• _Free-text object descriptions_

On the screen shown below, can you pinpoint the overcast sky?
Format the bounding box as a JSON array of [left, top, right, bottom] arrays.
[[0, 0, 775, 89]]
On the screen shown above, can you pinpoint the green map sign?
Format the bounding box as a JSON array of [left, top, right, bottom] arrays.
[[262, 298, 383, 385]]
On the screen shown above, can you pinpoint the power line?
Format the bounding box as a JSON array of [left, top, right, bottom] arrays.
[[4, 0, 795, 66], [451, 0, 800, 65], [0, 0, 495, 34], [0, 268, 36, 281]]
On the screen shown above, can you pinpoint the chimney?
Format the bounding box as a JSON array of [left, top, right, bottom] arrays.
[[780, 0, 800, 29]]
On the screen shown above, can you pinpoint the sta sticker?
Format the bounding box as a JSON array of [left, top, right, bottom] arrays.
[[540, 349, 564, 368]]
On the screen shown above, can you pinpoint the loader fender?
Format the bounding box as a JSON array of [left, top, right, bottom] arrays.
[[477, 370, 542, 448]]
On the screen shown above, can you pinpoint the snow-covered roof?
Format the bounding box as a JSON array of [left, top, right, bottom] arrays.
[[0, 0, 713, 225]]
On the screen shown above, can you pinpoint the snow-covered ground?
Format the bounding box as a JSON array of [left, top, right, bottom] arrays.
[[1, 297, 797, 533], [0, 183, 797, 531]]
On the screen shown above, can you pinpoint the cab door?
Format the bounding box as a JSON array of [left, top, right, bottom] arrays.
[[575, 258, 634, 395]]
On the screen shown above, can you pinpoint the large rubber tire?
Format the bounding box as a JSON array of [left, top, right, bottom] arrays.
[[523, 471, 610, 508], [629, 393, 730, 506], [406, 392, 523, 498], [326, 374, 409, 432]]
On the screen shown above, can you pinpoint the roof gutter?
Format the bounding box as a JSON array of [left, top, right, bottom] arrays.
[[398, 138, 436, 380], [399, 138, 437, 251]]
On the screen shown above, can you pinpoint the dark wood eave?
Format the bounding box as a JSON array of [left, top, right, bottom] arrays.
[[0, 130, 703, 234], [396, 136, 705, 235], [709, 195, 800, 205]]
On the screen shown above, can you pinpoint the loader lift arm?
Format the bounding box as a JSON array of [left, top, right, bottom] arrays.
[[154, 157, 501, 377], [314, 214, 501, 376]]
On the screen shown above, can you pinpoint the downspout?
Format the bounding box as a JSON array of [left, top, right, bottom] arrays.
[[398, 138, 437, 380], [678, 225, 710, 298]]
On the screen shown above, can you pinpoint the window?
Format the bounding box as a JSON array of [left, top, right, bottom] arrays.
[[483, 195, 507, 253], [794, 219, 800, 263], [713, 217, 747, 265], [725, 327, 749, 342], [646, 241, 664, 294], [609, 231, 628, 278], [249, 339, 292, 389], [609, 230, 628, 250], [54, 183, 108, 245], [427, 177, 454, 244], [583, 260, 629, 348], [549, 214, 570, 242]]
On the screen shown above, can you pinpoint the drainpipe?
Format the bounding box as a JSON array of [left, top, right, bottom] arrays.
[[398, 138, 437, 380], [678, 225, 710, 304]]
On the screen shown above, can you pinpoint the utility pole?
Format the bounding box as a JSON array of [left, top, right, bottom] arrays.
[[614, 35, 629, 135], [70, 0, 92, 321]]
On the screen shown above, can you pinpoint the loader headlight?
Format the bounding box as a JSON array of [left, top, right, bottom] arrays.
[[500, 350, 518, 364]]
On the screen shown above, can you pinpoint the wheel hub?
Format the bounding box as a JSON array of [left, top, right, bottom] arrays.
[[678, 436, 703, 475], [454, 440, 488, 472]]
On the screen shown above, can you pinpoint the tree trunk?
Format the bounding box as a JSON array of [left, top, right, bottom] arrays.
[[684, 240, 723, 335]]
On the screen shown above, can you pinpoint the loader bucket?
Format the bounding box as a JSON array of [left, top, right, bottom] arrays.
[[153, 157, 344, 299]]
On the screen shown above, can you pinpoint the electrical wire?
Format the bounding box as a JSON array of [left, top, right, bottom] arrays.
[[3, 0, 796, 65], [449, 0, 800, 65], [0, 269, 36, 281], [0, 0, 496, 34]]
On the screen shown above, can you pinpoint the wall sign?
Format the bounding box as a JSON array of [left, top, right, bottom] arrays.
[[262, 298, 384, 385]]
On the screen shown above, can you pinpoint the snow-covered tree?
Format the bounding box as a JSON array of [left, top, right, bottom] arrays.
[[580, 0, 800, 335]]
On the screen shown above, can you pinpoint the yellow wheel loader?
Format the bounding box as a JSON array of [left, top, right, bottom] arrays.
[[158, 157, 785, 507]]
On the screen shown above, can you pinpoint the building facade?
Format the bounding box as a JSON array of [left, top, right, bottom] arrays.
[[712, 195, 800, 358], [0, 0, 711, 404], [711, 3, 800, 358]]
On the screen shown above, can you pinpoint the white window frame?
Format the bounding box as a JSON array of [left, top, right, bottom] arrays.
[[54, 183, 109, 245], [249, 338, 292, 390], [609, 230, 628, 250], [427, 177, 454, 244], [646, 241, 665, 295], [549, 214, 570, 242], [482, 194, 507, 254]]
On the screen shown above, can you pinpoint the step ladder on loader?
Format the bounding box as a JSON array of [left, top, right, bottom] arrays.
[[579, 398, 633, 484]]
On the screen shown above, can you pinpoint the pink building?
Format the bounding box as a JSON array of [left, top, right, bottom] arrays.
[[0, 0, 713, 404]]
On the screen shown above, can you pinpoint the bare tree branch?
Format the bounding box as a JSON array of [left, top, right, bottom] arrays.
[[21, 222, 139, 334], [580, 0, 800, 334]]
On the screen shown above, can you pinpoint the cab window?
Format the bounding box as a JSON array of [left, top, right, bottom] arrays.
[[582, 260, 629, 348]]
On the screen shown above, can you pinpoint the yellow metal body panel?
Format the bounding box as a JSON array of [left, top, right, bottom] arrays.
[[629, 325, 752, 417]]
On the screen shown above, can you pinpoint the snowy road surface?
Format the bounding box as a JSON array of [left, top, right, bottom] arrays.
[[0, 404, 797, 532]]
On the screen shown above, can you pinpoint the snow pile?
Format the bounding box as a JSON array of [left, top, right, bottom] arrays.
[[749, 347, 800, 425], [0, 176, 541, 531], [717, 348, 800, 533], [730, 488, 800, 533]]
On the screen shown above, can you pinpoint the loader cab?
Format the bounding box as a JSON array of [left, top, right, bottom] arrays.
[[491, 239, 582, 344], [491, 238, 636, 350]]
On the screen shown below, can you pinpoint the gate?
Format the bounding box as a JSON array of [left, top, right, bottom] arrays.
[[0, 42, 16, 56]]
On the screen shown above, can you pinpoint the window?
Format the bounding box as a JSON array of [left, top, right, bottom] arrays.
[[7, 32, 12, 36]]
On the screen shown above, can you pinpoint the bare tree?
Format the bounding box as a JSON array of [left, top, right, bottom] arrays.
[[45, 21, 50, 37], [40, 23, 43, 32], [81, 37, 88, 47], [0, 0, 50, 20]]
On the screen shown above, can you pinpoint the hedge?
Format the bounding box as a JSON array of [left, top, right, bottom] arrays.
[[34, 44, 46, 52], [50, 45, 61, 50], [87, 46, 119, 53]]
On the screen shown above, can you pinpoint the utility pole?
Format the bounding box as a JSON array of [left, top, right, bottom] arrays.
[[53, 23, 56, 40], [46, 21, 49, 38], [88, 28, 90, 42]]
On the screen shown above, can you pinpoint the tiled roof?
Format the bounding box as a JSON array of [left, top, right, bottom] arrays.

• _To do_
Search the entries for the word "window" and show every line that has it.

• _Answer below_
On the screen shown above, can you pinpoint the window?
On the screen shown above, can you pinpoint the white window frame?
On the screen shown above, can you pinpoint the cab window?
On the screen shown above, can you pinpoint the window?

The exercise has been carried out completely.